The full set of lines below has to be written out again exactly.

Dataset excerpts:
__________________________________________________
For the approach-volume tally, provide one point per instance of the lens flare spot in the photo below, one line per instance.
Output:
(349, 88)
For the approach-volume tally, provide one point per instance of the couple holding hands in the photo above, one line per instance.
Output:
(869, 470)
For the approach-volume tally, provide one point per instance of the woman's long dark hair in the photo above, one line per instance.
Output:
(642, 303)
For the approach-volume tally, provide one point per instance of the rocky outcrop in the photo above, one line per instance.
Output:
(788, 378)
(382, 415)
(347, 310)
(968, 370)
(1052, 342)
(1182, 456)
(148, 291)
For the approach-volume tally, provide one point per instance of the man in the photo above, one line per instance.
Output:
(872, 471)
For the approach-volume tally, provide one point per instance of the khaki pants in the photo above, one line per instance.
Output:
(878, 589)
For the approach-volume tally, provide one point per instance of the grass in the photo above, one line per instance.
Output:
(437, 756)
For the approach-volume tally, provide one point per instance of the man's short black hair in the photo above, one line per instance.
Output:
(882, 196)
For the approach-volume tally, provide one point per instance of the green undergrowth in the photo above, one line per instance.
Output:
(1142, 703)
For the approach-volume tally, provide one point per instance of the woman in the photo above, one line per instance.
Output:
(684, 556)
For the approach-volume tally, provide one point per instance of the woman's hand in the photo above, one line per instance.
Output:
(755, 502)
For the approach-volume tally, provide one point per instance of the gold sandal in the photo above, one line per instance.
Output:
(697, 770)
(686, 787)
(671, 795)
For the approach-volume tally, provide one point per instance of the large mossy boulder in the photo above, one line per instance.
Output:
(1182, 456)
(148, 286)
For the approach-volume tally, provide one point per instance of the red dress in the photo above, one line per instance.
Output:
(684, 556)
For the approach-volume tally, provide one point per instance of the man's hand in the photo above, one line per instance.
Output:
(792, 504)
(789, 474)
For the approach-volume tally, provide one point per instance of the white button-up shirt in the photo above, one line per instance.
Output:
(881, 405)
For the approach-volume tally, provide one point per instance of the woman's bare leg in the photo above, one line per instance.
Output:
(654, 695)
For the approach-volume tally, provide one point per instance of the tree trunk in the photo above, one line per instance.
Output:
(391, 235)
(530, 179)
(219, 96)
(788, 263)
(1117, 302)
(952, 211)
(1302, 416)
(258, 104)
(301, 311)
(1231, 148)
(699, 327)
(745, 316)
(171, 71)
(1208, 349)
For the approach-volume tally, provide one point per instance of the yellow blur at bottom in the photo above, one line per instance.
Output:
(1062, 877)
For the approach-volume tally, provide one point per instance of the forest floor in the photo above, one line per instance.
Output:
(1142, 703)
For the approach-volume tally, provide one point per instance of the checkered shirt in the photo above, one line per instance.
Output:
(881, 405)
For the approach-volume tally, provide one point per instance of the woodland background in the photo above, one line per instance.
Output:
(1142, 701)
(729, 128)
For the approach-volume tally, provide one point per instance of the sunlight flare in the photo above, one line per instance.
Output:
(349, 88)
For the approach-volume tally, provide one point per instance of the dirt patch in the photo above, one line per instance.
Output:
__________________________________________________
| RESPONSE |
For the approach-volume tally, provide one point per instance of the lens flare spot in the photo below, one line per instance.
Output:
(349, 88)
For the approach-volume tally, provide one point per instance of the couple holding hands in the photo above, one line per instance.
Output:
(869, 470)
For the approach-volume tally, provide one point per instance of the woman's long dark hair in the photo above, one line per instance.
Output:
(642, 303)
For the approach-volume tally, provide one point per instance of the rocky outcrop in the photo above, one line per instance.
Output:
(788, 378)
(382, 415)
(347, 310)
(968, 370)
(1052, 342)
(1182, 456)
(148, 291)
For the approach-volume tally, provide one point per instance of the man in the photo above, one line per instance.
Output:
(872, 471)
For the approach-volume tally, provide one point per instance of the khaki pants in the photo above, one line per instance.
Output:
(878, 589)
For the approach-volume tally, provide one point per instance of the grass in the photo above, one line per instance.
Output:
(437, 756)
For the approach-volume tally, provide one point per instance of the man's short black hair in the photo above, one line per instance.
Output:
(882, 196)
For the approach-volume tally, provide one point per instance of the green undergrowth in the photo above, one line per instance.
Output:
(1142, 703)
For the approach-volume tally, provide one point per instance of the woman in the photo above, one line per instance.
Output:
(684, 556)
For the approach-volume tally, provide one point per instance of the woman's hand in the photo above, one line per instance.
Output:
(755, 502)
For the approach-volume tally, provide one point per instance of the gold sandal in the photo above, one line per instance.
Output:
(697, 770)
(686, 787)
(671, 795)
For the approach-volume tally, provide one point per instance of the large mossy boulder in the photo above, one line per instance.
Output:
(1182, 456)
(148, 286)
For the approach-volume tally, provide one point per instance of the red dress in the photo above, one line per instance.
Output:
(684, 556)
For the approach-volume tally, provide one point per instance of the man's hand in the photo above, one line per instance.
Output:
(792, 504)
(789, 474)
For the approach-volume tally, provide one point per instance of the white button-up shirt in the photo above, one line per instance.
Output:
(881, 405)
For the approach-volume tally, provide one point per instance of the woman's bare leg in the photo above, one line per instance.
Output:
(654, 695)
For the approach-volume tally, provide one point per instance of the tree trunk in the photo above, one line per instance.
Output:
(391, 235)
(530, 179)
(219, 96)
(788, 263)
(1117, 302)
(952, 211)
(1302, 416)
(258, 104)
(301, 311)
(1231, 148)
(699, 327)
(745, 316)
(171, 71)
(1208, 349)
For the approach-volume tally, provide one point per instance of the yellow blur at bottom in the photo above, one line per instance.
Output:
(1062, 877)
For the approach-volume tally, provide one point per instance of the forest floor in the photo above, one line per instance.
Output:
(1142, 703)
For the approach-volume tally, provide one point per instance of the checkered shirt in the photo above, one line per instance.
Output:
(881, 405)
For the approach-volume tally, provide one point per instance of the woodland background in the photo above, one line per instance.
Output:
(1142, 701)
(729, 128)
For the approach-volume tally, provide one point per instance of the sunlight flare in the photo above, one line per instance.
Output:
(349, 88)
For the approach-volume tally, provide one point per instance of the dirt patch in the photo above, one line per instance.
Output:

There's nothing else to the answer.